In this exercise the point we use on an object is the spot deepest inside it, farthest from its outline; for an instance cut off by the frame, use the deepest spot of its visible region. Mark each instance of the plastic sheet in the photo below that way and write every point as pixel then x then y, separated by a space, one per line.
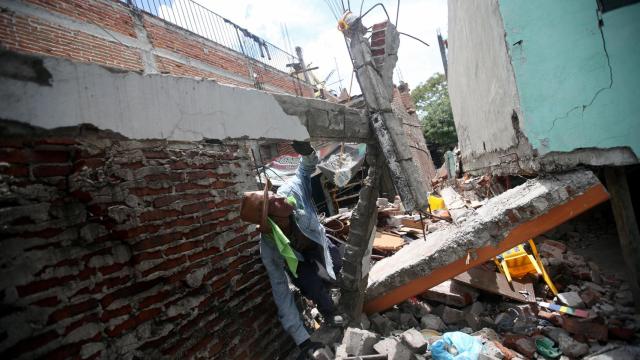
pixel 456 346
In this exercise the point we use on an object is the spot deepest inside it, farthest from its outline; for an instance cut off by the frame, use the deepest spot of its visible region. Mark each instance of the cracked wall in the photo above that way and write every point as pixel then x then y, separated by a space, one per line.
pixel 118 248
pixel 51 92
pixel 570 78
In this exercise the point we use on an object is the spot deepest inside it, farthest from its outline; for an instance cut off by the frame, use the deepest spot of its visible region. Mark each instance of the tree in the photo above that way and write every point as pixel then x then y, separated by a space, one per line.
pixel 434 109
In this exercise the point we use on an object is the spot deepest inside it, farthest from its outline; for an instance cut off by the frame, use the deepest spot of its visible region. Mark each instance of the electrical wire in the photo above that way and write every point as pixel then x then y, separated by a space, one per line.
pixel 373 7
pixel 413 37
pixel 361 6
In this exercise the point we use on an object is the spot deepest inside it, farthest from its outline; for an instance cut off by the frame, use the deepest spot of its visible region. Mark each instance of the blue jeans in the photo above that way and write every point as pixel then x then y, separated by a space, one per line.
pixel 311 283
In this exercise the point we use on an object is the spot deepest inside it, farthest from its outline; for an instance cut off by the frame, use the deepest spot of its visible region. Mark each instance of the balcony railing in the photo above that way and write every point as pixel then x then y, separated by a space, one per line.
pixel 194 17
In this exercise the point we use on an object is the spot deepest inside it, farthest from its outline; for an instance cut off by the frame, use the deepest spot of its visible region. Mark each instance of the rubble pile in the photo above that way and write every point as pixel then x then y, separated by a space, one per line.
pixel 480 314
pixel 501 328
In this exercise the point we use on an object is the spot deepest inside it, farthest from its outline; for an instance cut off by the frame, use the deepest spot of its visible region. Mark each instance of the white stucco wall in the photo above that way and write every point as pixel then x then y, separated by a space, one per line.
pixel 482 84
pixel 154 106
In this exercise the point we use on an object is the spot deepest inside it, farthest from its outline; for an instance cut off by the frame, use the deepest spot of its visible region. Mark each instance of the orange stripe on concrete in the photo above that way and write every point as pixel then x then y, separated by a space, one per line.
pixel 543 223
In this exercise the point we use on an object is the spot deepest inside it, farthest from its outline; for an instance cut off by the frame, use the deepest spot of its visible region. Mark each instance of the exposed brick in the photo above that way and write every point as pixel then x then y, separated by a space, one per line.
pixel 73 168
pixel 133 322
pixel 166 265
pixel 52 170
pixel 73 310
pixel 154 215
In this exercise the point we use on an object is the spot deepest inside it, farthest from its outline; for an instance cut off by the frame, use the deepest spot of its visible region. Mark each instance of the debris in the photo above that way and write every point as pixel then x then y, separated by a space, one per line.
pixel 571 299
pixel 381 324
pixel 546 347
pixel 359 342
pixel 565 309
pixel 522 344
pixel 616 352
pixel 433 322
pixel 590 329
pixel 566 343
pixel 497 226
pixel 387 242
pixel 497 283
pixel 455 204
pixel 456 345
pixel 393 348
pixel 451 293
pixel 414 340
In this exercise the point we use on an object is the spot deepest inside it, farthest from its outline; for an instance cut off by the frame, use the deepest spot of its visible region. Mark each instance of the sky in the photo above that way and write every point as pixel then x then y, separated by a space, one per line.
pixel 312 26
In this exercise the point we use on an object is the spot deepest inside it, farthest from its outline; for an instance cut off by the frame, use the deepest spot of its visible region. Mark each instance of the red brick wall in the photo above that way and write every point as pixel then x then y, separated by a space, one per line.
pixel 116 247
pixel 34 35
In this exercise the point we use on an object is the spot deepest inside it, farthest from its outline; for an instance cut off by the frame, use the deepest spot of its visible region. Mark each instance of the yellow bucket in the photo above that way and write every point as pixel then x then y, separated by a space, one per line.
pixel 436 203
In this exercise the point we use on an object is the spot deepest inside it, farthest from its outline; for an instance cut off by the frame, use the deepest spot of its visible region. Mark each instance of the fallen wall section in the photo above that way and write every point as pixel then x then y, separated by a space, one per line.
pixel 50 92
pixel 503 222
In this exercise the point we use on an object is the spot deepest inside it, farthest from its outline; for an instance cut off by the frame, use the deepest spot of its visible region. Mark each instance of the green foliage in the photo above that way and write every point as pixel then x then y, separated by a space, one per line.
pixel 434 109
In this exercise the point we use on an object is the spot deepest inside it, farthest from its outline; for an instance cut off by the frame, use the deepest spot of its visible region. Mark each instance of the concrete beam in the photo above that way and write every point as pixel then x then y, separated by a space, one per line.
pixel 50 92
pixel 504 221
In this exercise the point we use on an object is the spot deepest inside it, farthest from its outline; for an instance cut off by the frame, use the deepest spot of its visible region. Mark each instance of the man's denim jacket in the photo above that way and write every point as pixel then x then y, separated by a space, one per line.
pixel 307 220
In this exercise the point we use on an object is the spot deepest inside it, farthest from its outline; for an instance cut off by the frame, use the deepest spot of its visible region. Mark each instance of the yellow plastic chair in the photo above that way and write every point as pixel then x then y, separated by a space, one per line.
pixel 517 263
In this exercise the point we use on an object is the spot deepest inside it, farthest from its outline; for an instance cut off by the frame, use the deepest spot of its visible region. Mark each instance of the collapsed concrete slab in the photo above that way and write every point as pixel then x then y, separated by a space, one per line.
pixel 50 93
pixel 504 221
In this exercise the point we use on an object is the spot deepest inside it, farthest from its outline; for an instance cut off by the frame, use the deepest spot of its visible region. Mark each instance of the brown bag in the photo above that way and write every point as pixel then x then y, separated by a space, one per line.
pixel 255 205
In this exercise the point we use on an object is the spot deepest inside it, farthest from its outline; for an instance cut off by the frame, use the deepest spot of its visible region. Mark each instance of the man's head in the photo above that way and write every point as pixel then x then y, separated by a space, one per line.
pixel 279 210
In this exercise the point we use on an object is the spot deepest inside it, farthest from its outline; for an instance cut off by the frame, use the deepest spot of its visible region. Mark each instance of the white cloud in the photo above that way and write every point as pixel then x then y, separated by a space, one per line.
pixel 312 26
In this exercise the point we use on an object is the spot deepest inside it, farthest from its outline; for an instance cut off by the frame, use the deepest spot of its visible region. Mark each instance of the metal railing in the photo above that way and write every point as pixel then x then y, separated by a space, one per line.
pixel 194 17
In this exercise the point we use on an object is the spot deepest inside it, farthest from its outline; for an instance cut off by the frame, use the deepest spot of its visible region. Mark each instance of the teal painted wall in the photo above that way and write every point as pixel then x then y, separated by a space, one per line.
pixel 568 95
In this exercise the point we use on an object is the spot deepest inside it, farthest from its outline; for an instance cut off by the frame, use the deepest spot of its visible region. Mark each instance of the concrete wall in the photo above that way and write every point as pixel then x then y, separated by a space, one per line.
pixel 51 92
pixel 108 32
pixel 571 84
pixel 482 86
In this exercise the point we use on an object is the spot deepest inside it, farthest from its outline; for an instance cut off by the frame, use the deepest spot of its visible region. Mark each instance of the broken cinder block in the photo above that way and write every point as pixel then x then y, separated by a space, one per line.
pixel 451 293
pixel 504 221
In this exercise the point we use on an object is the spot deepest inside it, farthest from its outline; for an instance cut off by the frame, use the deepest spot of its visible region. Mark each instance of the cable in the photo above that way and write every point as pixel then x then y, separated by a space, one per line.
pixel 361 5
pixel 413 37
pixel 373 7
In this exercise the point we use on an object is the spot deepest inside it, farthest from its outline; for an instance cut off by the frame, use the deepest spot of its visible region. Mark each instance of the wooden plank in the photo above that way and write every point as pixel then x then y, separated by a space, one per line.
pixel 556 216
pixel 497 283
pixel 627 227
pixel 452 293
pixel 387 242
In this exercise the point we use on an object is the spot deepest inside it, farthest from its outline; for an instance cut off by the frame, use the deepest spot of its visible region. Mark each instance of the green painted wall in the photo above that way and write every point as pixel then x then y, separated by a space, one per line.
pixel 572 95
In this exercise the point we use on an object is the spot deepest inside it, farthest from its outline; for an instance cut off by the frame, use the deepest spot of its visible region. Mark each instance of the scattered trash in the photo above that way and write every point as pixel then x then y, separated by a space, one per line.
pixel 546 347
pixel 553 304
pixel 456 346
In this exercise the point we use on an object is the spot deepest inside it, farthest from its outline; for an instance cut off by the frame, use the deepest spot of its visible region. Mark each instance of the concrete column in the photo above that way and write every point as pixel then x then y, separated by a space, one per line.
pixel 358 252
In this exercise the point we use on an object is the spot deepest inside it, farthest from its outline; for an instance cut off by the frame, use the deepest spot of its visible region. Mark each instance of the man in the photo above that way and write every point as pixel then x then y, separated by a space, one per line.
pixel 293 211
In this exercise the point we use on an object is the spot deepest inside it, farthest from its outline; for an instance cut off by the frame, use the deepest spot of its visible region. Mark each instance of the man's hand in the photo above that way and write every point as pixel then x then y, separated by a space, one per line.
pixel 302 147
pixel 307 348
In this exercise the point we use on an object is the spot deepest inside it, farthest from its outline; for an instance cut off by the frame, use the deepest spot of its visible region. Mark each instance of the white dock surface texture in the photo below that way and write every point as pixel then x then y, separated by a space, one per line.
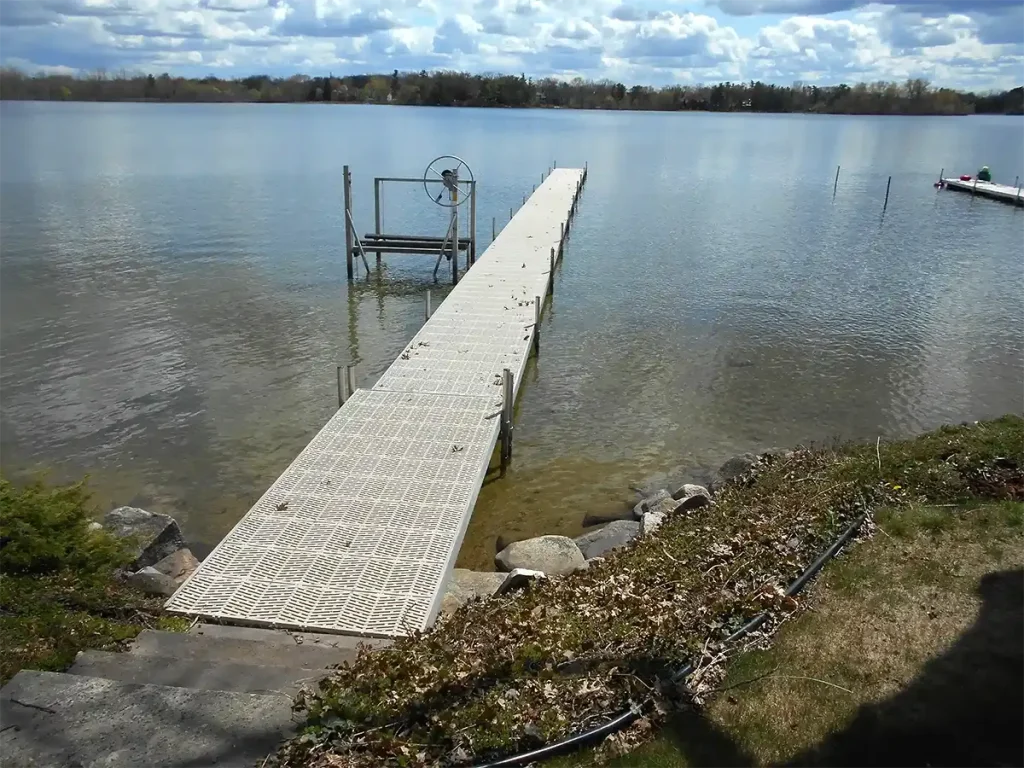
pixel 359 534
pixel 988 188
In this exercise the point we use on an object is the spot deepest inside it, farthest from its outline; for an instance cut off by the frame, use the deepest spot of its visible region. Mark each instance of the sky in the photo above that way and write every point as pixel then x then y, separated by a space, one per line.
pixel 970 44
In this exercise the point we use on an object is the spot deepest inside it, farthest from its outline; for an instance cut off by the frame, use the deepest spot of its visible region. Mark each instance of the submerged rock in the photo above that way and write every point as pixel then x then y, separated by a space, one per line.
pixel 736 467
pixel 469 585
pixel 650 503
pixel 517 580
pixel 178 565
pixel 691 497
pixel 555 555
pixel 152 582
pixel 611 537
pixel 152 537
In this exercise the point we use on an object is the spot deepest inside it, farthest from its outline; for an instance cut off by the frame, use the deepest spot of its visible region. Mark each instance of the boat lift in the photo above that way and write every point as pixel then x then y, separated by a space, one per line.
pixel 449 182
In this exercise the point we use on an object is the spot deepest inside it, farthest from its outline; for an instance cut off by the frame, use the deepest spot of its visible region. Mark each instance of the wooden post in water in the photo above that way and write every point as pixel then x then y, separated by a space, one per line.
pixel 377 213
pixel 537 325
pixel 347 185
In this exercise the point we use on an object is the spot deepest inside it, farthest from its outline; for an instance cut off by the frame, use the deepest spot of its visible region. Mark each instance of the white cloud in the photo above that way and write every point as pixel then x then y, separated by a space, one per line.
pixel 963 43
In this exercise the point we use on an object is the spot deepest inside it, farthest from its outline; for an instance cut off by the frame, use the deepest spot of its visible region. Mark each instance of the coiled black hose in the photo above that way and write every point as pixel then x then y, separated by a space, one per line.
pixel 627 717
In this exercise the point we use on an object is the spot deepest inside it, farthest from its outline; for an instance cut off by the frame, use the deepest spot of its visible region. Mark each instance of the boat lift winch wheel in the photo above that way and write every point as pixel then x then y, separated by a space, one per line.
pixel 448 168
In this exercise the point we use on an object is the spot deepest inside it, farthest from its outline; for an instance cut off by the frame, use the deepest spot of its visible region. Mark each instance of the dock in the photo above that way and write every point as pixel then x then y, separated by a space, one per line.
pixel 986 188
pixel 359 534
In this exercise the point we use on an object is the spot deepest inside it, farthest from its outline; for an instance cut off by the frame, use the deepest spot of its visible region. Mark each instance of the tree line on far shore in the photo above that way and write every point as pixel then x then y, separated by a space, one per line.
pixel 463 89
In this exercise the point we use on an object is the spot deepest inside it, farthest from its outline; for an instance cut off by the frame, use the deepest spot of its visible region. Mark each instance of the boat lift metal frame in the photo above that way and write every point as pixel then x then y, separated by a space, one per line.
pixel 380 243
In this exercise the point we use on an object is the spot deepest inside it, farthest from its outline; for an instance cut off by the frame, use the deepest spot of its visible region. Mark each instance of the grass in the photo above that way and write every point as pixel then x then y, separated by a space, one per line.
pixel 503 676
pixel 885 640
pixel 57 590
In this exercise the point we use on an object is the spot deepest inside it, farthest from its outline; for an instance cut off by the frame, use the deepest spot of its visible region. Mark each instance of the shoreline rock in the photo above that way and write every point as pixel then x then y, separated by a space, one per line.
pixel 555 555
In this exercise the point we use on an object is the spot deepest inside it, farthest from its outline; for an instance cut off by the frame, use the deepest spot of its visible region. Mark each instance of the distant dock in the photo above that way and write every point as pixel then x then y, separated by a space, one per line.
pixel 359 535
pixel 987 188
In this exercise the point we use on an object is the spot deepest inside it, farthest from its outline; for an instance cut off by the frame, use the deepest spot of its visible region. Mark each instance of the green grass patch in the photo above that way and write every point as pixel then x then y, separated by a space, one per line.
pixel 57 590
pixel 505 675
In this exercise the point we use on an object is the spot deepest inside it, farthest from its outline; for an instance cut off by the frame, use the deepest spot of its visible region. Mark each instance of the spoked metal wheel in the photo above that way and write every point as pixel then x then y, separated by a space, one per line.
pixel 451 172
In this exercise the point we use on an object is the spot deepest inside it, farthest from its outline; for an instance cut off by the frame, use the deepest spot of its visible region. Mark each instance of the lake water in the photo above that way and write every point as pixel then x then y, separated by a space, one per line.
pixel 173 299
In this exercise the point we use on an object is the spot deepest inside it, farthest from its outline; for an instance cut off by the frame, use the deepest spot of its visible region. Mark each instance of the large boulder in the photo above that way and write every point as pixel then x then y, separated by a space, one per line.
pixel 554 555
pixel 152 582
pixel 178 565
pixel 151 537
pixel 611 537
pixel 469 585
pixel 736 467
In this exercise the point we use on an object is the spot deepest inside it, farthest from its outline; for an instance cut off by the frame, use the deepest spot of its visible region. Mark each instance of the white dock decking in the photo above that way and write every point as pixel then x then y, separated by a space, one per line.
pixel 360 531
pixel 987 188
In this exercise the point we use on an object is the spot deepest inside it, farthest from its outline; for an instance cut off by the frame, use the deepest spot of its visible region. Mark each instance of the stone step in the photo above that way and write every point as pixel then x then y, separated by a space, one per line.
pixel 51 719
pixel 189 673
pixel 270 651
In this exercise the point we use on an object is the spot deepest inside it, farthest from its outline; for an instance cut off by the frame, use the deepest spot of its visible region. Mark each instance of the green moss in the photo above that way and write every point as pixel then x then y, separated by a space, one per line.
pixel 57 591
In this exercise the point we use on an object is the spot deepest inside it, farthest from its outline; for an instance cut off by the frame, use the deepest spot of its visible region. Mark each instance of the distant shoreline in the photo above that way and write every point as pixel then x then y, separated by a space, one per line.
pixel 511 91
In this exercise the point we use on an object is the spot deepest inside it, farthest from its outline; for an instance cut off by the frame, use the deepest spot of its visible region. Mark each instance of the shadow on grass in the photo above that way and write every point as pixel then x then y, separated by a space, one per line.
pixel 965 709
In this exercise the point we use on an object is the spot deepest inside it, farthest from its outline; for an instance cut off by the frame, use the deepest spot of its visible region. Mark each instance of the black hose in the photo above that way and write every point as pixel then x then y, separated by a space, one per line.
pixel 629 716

******************************

Instructions for the task ▸
Reproduce exactly the lines from the one with "of the black" through the last line of the entries, keeping both of those lines and nothing else.

Exercise answer ▸
In this exercise the point we use on an object is the spot deepest inside it, farthest from its outline; for an instance cut off by the frame, use the deepest spot of its visible region. Mark each instance of the black hose in the photo above that way and write every point as pixel then x then y, separated by a space, one per line.
pixel 629 716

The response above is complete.